Vigilance vital to banking these days
It seems that the old platitude that greed is good is, in reality, the philosophical leitmotif which guides some executives in the world’s financial sector.
Recent events in the global financial centres have unfortunately cast bankers in a bad light.
In the past, fraud was confined to errant tellers and the occasional manager of a branch office. Today, the roll of dishonour includes some greedy traders and, more so, a few chief executive officers. It was the reckless speculation of a rogue trader that led to the implosion of the century-old Barings investment bank. Now the CEO of Barclays has had to resign.
Dishonesty is now a raging pandemic, from Bernie Madoff in the USA to Allen Stanford in Antigua and Barbuda.
The implosion of Lehman Brothers raised the global spectre of a wave of bank collapses such as occurred during the Great Depression. Bank failure is a regular occurrence in developed economies, such as in Europe, which for decades were regarded as the safest places to keep money.
The failure of financial institutions is still blamed on the dishonesty of individual bankers, but the lack of integrity is becoming an institutionalised culture in many states. It was not individuals, but banking institutions that colluded to pervert the operation of market forces in the determination of the LIBOR (London Inter-Bank Offered Rate). It was not a few cheating banks, but a widespread system involving the most respectable of them, such as Barclays.
Meanwhile, central banks snoozed in their hallowed halls and bank supervisors just did not understand it.
This laxity is extremely costly to the public because the governments have to use taxpayers’ money, or worse, have to borrow money to prevent a domino effect leading to a financial debacle. Such disasters cause depositors to lose their life savings, investors their share value, and bank employees their jobs and pensions.
And it does not help to see, in the midst of this, CEOs getting enormous “golden parachutes”.
The answer to the crisis of bank integrity is not to keep your money under your mattress. Governments everywhere, including the Government of Jamaica, must carry out regular comprehensive audits of all financial institutions, continuously improve bank supervision, maintain the most able regulators, and update financial legislation.
Vigilance must be the watchword for bankers, regulators and the public. Greed, of course, is not confined to bankers, it is the disease that causes so many to be gullible and often lose their fortune in Ponzi schemes.
Despite the actions of the greedy few, we believe that the majority of people working in the financial sector in Jamaica and worldwide are honest. In order to reclaim whatever public trust already lost, we have to guard financial systems and banks against those who succumb to rampant greed.

DATASET SECTION:

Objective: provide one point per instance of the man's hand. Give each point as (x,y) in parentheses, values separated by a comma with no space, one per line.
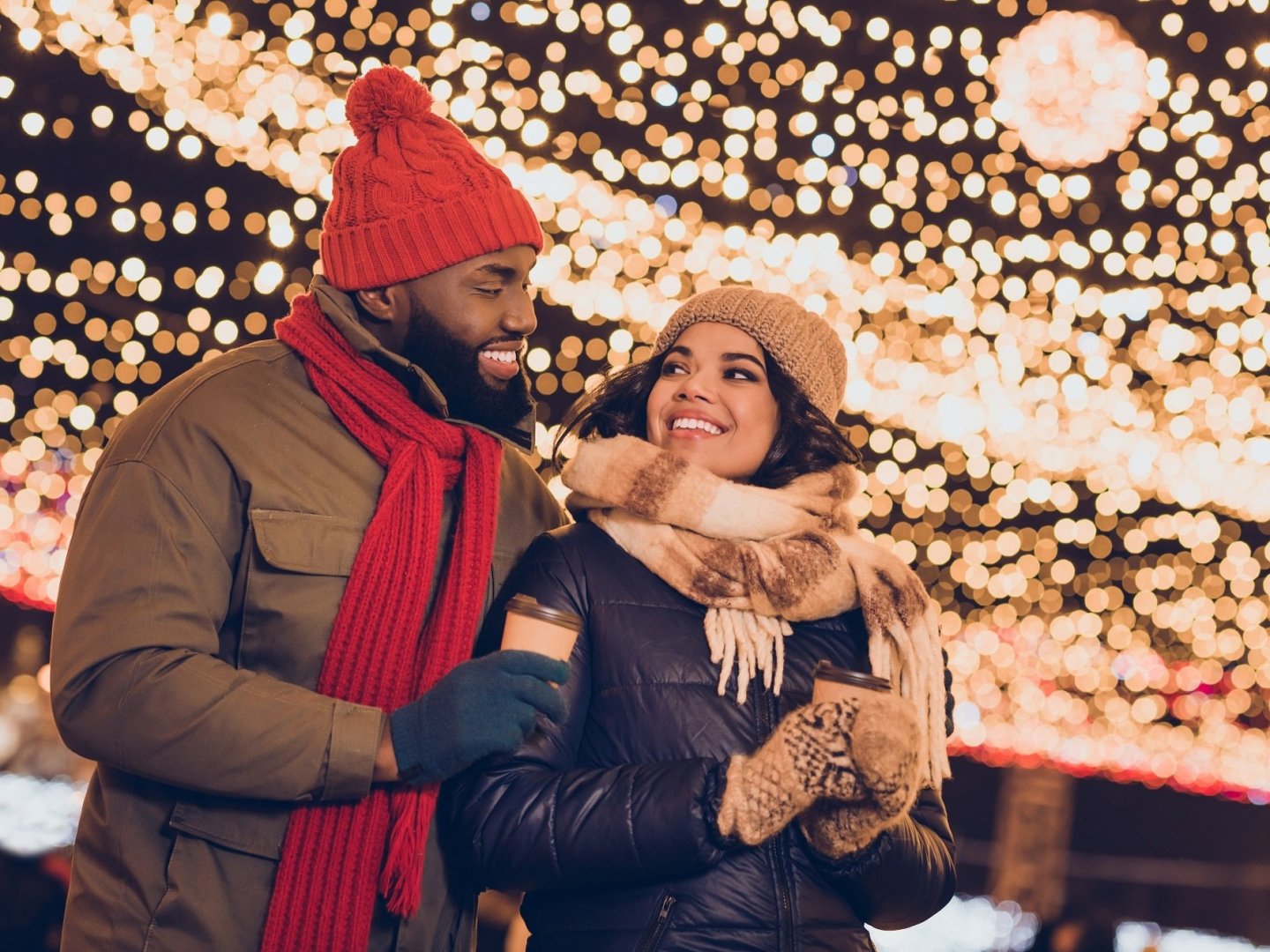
(484,706)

TASKS FOR THIS EXERCISE:
1 – List every action that the piece on vigilance in banking says governments must carry out.
2 – According to the piece on vigilance in banking, what led to the implosion of the Barings investment bank?

TASK-BY-TASK RESULTS:
1 –
Regular comprehensive audits of all financial institutions
Continuous improvement of bank supervision
Maintaining the most able regulators
Updating financial legislation

2 – The reckless speculation of a rogue trader.